WORK ITEM => Could you rewrite the passage on Marlene Wind, starting with "In 1996 Wind" and going on through "EU border politices.", with "research assistant" swapped for "research fellow"?

PROVIDED TEXT =>
****************************************
Danish political scientist

Marlene Wind is a Danish political scientist. She is a professor of political science at the University of Copenhagen, where she has been also Director of the Center for European Policy. She specializes in the law, policies, and politics of the European Union.

==Academic career==
Wind studied at the Royal Academy of Music, Aarhus/Aalborg, and in 1990 she graduated with a Master's Degree from the University of Massachusetts. In 1993 she obtained a Master's Degree in political science from Aarhus University. She then attended the European University Institute near Florence, where she earned her PhD in 1998.

In 1996 Wind became a research assistant at the Danish Institute of Foreign Policy (da). In 1998, she visited Harvard Law School to study with Joseph H. H. Weiler. In 1998 she became a professor in the Department of Political Science at the University of Copenhagen. That year she was also employed as a commentator at the Danish weekly newspaper Weekendavisen. In 2008, she became the Director of the Centre for European Politics at the University of Copenhagen. Wind has also held professorships at the iCourts Center at the University of Copenhagen and in the Faculty of Law at the University of Oslo. Wind specializes in the interplay between law and politics in the EU, particularly as it pertains to EU border politices.

In 2009, Wind won the European Women's Award for her work communicating about European politics. In 2012, Wind was the recipient of the inaugural Tøger Seidenfaden Prize, awarded to a European Union researcher who tirelessly disseminates knowledge about the European Union.
****************************************
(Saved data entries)
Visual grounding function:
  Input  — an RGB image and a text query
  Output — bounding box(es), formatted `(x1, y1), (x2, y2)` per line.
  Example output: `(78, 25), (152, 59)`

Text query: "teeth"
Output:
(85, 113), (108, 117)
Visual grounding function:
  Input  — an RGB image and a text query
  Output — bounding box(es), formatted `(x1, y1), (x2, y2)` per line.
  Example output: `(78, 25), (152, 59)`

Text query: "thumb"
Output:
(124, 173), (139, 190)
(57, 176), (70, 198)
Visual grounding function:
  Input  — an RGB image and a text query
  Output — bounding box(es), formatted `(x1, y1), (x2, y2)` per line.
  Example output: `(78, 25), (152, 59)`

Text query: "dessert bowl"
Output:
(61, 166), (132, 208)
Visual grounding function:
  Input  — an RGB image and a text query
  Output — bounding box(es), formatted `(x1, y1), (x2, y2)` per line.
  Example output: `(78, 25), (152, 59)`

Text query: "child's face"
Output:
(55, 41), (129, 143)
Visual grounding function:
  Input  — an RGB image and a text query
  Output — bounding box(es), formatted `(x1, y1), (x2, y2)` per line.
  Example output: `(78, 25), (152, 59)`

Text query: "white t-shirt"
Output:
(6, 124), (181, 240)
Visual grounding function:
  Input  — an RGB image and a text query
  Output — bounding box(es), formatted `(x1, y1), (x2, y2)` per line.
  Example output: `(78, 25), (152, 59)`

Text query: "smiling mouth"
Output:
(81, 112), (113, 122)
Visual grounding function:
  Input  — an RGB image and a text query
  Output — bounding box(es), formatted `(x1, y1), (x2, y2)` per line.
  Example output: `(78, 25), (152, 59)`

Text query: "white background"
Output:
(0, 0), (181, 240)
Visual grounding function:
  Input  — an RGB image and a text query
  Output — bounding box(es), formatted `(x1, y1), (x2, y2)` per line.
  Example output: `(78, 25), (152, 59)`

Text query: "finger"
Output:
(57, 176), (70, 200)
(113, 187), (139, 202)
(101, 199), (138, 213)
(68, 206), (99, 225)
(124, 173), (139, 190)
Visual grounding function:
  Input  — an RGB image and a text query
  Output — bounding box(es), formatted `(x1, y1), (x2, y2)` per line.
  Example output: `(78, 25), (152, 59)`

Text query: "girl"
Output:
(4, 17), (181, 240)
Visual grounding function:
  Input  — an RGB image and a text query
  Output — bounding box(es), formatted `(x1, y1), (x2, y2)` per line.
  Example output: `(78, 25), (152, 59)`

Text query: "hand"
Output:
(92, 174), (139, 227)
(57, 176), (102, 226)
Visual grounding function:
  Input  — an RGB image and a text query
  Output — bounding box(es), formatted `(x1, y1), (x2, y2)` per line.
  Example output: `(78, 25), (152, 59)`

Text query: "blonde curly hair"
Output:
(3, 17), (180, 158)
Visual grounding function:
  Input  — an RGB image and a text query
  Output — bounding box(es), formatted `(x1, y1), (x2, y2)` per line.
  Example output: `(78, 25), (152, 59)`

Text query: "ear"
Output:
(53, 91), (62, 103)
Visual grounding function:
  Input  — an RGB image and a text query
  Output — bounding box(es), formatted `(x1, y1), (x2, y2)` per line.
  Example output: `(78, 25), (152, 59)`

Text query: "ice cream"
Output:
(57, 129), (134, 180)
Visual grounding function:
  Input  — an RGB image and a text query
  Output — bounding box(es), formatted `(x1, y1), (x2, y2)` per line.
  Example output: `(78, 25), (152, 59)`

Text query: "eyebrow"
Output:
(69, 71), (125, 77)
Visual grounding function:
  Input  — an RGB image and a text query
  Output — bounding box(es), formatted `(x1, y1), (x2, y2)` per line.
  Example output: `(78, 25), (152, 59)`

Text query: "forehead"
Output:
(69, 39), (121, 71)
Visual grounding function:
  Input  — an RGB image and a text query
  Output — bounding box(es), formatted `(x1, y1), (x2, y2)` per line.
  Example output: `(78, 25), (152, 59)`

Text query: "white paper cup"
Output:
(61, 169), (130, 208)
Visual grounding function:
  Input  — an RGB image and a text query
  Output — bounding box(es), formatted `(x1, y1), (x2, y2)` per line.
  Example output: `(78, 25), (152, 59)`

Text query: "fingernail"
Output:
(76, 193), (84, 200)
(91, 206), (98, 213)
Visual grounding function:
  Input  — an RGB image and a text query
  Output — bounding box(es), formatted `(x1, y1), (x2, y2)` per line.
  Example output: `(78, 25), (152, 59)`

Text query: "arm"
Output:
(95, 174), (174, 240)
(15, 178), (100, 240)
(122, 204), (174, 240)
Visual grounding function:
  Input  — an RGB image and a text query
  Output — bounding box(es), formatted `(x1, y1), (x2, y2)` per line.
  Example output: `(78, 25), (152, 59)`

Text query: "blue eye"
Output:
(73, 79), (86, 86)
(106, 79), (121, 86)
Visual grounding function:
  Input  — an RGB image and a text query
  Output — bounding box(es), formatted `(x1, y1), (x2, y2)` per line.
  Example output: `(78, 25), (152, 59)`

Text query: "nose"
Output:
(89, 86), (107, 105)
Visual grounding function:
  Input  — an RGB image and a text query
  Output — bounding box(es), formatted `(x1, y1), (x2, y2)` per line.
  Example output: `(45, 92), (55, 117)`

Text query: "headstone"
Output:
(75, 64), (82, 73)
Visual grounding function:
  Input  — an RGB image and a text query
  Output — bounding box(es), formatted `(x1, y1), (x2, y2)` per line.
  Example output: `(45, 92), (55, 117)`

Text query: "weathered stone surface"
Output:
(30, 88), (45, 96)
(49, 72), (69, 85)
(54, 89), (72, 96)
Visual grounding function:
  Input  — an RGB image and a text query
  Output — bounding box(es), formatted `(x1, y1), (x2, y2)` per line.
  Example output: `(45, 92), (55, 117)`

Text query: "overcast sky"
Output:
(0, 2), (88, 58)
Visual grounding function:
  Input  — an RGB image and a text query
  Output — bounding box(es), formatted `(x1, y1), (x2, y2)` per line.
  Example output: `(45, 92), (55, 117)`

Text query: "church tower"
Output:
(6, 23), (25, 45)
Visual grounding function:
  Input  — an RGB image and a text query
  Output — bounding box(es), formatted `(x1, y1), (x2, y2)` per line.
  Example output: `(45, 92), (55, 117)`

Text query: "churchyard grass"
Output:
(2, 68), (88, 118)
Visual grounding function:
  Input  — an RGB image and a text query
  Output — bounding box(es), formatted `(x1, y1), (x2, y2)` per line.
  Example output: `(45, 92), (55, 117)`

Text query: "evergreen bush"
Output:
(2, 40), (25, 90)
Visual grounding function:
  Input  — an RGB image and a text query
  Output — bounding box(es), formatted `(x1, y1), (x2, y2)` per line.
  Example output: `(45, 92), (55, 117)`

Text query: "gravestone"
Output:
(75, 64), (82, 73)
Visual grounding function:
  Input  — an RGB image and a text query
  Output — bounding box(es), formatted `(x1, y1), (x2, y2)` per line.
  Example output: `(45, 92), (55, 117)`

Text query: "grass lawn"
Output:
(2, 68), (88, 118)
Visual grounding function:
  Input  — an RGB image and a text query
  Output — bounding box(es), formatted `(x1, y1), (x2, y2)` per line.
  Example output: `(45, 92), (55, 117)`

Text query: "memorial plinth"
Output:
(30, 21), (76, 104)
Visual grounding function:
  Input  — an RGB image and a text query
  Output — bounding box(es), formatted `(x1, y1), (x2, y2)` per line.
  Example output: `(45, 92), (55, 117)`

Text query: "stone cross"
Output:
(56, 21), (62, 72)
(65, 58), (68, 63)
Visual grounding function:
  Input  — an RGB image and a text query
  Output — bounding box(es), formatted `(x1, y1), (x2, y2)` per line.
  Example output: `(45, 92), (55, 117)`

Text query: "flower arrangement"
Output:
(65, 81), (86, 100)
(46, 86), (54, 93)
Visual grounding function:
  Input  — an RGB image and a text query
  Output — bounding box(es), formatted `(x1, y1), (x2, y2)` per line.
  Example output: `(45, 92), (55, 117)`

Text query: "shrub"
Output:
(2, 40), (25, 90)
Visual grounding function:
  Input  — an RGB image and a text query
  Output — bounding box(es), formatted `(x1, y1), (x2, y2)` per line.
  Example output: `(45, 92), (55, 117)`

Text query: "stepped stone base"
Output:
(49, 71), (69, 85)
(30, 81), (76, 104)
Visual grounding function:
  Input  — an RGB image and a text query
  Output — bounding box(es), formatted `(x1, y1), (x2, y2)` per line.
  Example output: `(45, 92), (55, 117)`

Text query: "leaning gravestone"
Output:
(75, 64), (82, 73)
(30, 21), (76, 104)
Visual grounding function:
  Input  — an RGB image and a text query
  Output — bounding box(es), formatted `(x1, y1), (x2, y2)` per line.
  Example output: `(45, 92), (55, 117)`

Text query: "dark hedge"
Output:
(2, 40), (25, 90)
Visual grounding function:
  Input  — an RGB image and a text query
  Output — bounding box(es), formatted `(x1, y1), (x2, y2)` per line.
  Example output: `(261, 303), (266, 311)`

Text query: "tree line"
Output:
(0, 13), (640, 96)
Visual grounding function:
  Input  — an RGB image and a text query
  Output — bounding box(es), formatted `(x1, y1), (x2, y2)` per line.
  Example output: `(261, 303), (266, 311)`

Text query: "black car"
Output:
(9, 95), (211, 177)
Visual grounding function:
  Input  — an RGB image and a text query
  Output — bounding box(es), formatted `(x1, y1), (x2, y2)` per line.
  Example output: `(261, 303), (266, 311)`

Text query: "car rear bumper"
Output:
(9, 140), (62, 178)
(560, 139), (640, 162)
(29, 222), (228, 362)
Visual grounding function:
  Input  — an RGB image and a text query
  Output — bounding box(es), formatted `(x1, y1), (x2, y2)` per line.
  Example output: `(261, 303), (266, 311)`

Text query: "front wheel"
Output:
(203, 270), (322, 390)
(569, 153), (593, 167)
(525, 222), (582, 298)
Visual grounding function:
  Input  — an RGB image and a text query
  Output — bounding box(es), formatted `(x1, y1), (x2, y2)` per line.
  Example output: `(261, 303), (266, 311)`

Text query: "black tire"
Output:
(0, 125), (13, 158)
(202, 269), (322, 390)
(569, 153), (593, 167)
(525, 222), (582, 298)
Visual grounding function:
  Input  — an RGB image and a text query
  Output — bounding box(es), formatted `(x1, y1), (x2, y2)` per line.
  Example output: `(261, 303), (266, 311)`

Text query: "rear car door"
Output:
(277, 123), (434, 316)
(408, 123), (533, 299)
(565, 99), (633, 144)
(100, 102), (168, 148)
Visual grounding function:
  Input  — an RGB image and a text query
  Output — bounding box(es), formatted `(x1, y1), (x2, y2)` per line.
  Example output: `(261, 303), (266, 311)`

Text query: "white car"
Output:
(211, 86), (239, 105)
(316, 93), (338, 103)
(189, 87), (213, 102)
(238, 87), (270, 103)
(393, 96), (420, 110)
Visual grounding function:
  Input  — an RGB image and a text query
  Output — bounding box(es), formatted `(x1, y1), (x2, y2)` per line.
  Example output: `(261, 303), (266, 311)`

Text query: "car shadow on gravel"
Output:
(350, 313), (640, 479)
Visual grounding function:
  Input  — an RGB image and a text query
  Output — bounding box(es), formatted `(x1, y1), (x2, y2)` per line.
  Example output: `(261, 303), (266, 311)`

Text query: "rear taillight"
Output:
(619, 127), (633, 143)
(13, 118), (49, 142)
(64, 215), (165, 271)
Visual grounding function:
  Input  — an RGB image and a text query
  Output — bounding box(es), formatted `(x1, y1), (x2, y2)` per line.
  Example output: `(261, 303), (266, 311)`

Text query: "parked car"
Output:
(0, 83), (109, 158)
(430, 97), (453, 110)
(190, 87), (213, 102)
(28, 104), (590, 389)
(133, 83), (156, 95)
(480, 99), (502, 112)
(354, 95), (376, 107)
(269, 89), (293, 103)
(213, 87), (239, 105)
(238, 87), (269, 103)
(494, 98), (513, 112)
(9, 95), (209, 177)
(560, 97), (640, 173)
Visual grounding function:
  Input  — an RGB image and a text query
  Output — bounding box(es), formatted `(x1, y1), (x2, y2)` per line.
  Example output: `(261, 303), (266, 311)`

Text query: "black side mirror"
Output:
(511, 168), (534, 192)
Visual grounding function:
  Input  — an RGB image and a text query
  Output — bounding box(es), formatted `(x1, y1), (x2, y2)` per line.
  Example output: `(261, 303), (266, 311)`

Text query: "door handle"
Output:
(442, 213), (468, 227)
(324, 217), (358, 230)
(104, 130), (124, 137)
****************************************
RESPONSE =>
In 1996 Wind became a research fellow at the Danish Institute of Foreign Policy (da). In 1998, she visited Harvard Law School to study with Joseph H. H. Weiler. In 1998 she became a professor in the Department of Political Science at the University of Copenhagen. That year she was also employed as a commentator at the Danish weekly newspaper Weekendavisen. In 2008, she became the Director of the Centre for European Politics at the University of Copenhagen. Wind has also held professorships at the iCourts Center at the University of Copenhagen and in the Faculty of Law at the University of Oslo. Wind specializes in the interplay between law and politics in the EU, particularly as it pertains to EU border politices.